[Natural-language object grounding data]
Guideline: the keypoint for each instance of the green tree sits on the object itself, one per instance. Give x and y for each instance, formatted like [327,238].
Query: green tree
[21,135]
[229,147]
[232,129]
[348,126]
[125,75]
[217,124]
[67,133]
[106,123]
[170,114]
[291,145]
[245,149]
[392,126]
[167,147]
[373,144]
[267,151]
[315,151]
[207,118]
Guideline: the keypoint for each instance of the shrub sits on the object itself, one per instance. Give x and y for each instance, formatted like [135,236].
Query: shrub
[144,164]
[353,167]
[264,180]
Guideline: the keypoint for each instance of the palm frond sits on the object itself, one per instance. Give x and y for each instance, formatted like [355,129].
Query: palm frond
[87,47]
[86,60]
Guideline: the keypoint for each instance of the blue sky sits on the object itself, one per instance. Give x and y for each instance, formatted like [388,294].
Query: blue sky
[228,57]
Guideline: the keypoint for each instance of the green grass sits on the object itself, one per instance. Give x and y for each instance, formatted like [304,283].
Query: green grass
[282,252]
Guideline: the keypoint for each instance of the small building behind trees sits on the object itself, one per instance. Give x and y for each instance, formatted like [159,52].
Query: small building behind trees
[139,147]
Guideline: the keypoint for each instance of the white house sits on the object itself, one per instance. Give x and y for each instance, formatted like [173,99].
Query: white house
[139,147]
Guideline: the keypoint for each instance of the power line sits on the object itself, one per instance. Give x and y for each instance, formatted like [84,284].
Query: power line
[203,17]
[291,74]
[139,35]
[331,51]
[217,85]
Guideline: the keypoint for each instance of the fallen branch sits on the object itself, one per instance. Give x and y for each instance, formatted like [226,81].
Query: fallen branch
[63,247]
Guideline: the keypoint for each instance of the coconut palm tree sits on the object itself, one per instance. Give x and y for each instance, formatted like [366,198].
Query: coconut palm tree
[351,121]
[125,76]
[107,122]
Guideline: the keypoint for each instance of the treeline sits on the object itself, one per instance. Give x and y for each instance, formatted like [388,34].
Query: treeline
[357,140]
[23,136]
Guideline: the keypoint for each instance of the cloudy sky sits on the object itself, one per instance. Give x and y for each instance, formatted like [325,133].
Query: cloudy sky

# [Problem to solve]
Copy every line above once more, precisely as it reads.

# [Result of the task]
Guideline: the keypoint for each instance of the green tree sits on the object itself, one per instance. Give x and y for each instance, formatted like [327,238].
Query: green tree
[21,135]
[229,147]
[232,129]
[348,126]
[125,75]
[217,124]
[67,133]
[106,123]
[170,114]
[291,145]
[245,149]
[392,126]
[167,147]
[373,144]
[267,151]
[315,151]
[207,118]
Guideline: the keypoint for each instance of the shrub sits on the object itself, one per instance. Give x and y for each instance, formatted like [135,236].
Query: shrub
[144,164]
[353,167]
[264,180]
Guideline: the keypoint for each instance of the palm frond sits on the object itself, one per instance. Give x and y for each instance, formatted like [355,129].
Query: palm frond
[87,47]
[86,60]
Guideline: the keypoint for each instance of the blue sky sits on the object itself, one per instance. Give x and y for each instance, formatted like [388,294].
Query: blue sky
[228,57]
Guideline: the keypoint for each instance of the green grass sits on the object itself, one per instance. Give x and y for each instance, formatted like [304,283].
Query: green grass
[282,252]
Guideline: the keypoint for each instance of the small building behind trees sits on the object itself, one per instance. Give x and y for each instance, formatted like [159,52].
Query: small building behind trees
[139,147]
Guideline: the keypoint for each instance of the white house sits on the object itself, one per instance. Give x and y for each instance, formatted like [173,99].
Query: white house
[139,147]
Guideline: the keypoint for each instance of the power line sits on the object itself, one per instance. Give x and y for each instance, formatted like [84,284].
Query: power line
[203,17]
[291,74]
[139,35]
[331,51]
[217,85]
Guideline: the keypoint for each instance of the fallen branch sits on the object itself, one per instance. Give x and y for each instance, formatted like [226,81].
Query: fallen branch
[63,247]
Guideline: the keypoint for each instance of the coconut palm tree sits on the object itself, one per instance. Give x and y for each instance, formatted like [366,198].
Query: coconut palm tree
[351,121]
[125,76]
[107,122]
Guideline: the keypoint for each instance of the treeline sits on the object itself, one per instance. Give x and y for each instance, formatted like [388,34].
Query: treeline
[357,140]
[23,136]
Guideline: the keypoint for each instance of the cloudy sky sits on the object itself, one per instance. Give x and y for each instance, formatted like [325,133].
Query: cloudy sky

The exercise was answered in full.